(Items from a data source)
_ _ _ _ _

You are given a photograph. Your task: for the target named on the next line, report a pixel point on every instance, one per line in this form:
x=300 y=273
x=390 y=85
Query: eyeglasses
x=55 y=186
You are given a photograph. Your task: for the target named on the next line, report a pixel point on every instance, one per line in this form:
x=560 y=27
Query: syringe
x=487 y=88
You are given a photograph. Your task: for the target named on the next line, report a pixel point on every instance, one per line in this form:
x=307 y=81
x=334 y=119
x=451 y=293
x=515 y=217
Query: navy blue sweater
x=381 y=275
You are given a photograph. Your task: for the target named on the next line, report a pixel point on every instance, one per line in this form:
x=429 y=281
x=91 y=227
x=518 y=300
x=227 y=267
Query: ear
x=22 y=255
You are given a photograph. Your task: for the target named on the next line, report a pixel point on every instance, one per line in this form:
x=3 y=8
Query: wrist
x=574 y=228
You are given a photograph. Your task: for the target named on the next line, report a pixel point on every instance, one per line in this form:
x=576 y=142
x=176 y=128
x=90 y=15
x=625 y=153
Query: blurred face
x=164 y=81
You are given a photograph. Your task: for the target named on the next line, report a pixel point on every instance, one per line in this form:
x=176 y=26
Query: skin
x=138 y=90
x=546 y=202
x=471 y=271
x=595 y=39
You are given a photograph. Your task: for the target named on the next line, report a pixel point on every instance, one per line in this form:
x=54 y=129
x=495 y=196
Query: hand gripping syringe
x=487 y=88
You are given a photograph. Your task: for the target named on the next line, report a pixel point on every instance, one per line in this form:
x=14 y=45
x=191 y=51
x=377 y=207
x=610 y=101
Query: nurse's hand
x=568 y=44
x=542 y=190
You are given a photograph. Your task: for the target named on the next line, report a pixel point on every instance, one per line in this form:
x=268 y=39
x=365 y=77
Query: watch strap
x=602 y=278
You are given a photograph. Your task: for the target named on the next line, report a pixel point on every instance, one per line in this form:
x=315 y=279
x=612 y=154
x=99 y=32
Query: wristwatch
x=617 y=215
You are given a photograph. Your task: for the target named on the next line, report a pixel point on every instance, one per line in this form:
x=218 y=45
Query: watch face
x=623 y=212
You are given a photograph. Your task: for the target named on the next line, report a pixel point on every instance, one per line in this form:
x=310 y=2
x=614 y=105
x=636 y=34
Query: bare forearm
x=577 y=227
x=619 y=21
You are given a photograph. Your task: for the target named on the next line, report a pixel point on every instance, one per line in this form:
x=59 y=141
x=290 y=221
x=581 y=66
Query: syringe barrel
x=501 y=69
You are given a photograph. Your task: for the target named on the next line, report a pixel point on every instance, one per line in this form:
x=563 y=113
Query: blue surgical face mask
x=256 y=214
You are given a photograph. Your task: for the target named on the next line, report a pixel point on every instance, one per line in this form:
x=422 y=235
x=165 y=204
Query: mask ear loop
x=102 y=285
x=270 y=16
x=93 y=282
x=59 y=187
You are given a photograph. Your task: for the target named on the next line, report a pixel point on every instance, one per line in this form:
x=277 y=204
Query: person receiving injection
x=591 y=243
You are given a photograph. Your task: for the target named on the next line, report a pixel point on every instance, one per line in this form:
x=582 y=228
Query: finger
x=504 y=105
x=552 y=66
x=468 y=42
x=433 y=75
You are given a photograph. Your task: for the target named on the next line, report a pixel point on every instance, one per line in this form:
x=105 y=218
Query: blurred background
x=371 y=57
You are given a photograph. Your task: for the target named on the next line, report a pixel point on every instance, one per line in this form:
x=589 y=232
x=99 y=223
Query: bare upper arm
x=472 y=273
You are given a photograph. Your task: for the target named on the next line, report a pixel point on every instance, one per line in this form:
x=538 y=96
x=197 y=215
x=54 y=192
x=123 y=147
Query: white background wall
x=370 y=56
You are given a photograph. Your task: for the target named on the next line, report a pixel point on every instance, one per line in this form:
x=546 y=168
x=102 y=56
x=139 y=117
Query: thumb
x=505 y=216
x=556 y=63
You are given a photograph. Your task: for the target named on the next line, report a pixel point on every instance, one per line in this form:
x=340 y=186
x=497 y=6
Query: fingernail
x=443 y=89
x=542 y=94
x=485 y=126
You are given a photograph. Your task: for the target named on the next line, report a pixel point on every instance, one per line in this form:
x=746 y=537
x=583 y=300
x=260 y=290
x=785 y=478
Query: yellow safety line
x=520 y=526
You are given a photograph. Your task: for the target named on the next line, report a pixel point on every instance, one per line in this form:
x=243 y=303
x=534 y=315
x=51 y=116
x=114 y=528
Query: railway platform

_ _ _ _ _

> **What this task involves**: Please extract every line in the entries above that contains the word "syringe".

> **Task result**:
Query: syringe
Query: hand gripping syringe
Query: syringe barrel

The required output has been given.